Exercise directions:
The output should be all entries, each matching the original exactly.

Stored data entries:
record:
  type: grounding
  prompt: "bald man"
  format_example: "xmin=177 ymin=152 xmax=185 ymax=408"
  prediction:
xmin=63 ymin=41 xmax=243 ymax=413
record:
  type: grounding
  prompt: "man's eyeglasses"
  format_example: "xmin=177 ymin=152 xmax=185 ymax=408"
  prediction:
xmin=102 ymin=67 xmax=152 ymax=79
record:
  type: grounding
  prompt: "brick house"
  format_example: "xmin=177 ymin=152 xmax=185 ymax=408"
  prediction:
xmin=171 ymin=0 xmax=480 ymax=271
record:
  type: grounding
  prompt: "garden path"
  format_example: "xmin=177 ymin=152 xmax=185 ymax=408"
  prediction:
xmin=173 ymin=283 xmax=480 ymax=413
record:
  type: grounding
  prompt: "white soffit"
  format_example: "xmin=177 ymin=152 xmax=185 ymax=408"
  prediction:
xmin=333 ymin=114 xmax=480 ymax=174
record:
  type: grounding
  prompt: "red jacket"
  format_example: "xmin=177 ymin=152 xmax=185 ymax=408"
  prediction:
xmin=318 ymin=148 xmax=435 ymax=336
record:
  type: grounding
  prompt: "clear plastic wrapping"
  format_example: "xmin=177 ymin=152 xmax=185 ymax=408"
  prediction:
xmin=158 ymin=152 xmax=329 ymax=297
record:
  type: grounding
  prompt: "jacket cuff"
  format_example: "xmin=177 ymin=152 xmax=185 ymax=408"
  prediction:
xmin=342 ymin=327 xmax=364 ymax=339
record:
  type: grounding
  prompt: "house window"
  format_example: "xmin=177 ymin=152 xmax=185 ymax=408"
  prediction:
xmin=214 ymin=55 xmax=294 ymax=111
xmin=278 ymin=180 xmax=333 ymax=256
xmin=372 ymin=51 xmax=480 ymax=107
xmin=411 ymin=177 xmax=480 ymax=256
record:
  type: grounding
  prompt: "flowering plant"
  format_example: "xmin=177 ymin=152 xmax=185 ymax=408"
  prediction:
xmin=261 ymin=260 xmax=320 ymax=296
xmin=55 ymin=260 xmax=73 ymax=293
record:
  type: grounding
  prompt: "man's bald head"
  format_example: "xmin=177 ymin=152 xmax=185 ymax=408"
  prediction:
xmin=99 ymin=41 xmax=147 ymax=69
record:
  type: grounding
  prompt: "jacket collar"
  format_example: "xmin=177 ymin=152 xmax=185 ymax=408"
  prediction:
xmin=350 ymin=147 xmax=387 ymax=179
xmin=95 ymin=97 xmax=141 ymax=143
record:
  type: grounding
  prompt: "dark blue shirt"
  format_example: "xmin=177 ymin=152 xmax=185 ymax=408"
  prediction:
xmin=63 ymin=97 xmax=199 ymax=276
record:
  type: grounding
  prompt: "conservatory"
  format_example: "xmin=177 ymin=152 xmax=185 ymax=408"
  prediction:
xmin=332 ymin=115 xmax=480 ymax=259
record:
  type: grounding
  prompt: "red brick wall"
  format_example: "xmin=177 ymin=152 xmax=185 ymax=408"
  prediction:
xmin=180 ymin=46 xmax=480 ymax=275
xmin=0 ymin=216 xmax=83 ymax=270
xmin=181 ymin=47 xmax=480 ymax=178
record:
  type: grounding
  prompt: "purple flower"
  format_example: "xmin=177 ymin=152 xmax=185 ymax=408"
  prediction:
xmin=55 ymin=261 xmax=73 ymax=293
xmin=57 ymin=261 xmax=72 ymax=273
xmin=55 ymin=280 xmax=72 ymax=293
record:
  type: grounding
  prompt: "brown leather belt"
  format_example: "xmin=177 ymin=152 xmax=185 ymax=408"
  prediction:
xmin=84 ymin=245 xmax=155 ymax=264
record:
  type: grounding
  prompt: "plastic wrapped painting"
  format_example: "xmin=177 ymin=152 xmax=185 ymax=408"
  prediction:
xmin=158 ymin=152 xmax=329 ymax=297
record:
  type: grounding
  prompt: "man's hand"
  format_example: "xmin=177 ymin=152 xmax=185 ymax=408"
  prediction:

Exercise result:
record:
  type: grounding
  prompt: "bald man"
  format_example: "xmin=177 ymin=152 xmax=185 ymax=408"
  prediction:
xmin=63 ymin=41 xmax=243 ymax=413
record:
  type: grounding
  prompt: "man's eyeglasses"
  format_example: "xmin=177 ymin=152 xmax=185 ymax=408"
  prediction:
xmin=102 ymin=67 xmax=152 ymax=79
record:
  type: grounding
  prompt: "brick house"
  format_example: "xmin=177 ymin=152 xmax=185 ymax=408"
  prediction:
xmin=171 ymin=0 xmax=480 ymax=271
record:
  type: grounding
  prompt: "garden path"
  format_example: "xmin=177 ymin=152 xmax=185 ymax=408"
  prediction:
xmin=173 ymin=283 xmax=480 ymax=413
record:
  type: grounding
  prompt: "white soffit"
  format_example: "xmin=177 ymin=152 xmax=185 ymax=408"
  prediction:
xmin=333 ymin=114 xmax=480 ymax=174
record:
  type: grounding
  prompt: "red jacket"
  format_example: "xmin=177 ymin=152 xmax=185 ymax=408"
  prediction:
xmin=318 ymin=148 xmax=435 ymax=336
record:
  type: grounding
  prompt: "clear plastic wrapping"
  format_example: "xmin=177 ymin=152 xmax=185 ymax=408"
  prediction:
xmin=158 ymin=152 xmax=329 ymax=297
record:
  type: grounding
  prompt: "jacket cuff"
  format_example: "xmin=177 ymin=152 xmax=185 ymax=408"
  prediction:
xmin=342 ymin=327 xmax=364 ymax=339
record:
  type: grounding
  prompt: "house window"
  format_example: "xmin=177 ymin=152 xmax=185 ymax=408"
  prediction:
xmin=214 ymin=55 xmax=294 ymax=111
xmin=278 ymin=180 xmax=333 ymax=256
xmin=372 ymin=51 xmax=480 ymax=107
xmin=411 ymin=177 xmax=480 ymax=256
record:
  type: grounding
  prompt: "flowering plant"
  format_example: "xmin=177 ymin=152 xmax=185 ymax=408"
  prediction:
xmin=261 ymin=260 xmax=320 ymax=296
xmin=55 ymin=260 xmax=73 ymax=293
record:
  type: grounding
  prompt: "man's bald head"
  format_example: "xmin=177 ymin=152 xmax=185 ymax=408"
  prediction:
xmin=99 ymin=41 xmax=147 ymax=69
record:
  type: grounding
  prompt: "jacket collar"
  format_example: "xmin=177 ymin=152 xmax=185 ymax=408"
  prediction:
xmin=350 ymin=147 xmax=387 ymax=179
xmin=95 ymin=97 xmax=141 ymax=143
record:
  type: grounding
  prompt: "dark blue shirt"
  format_example: "xmin=177 ymin=152 xmax=185 ymax=408"
  prediction:
xmin=63 ymin=97 xmax=199 ymax=276
record:
  type: grounding
  prompt: "conservatory"
  format_example: "xmin=177 ymin=152 xmax=185 ymax=408"
  prediction:
xmin=332 ymin=115 xmax=480 ymax=259
record:
  type: grounding
  prompt: "red brick wall"
  format_example: "xmin=177 ymin=152 xmax=185 ymax=408"
  prediction:
xmin=180 ymin=46 xmax=480 ymax=275
xmin=0 ymin=216 xmax=83 ymax=270
xmin=181 ymin=47 xmax=480 ymax=178
record:
  type: grounding
  prompt: "purple flower"
  format_example: "xmin=177 ymin=152 xmax=185 ymax=408"
  prediction:
xmin=55 ymin=261 xmax=73 ymax=293
xmin=57 ymin=261 xmax=72 ymax=273
xmin=55 ymin=280 xmax=72 ymax=293
record:
  type: grounding
  prompt: "brown leather belt"
  format_example: "xmin=177 ymin=152 xmax=185 ymax=408"
  prediction:
xmin=84 ymin=245 xmax=155 ymax=264
record:
  type: grounding
  prompt: "plastic wrapped painting"
  format_example: "xmin=177 ymin=152 xmax=185 ymax=408"
  prediction:
xmin=158 ymin=152 xmax=329 ymax=297
record:
  type: grounding
  prompt: "man's hand"
  format_example: "xmin=177 ymin=152 xmax=185 ymax=408"
  prediction:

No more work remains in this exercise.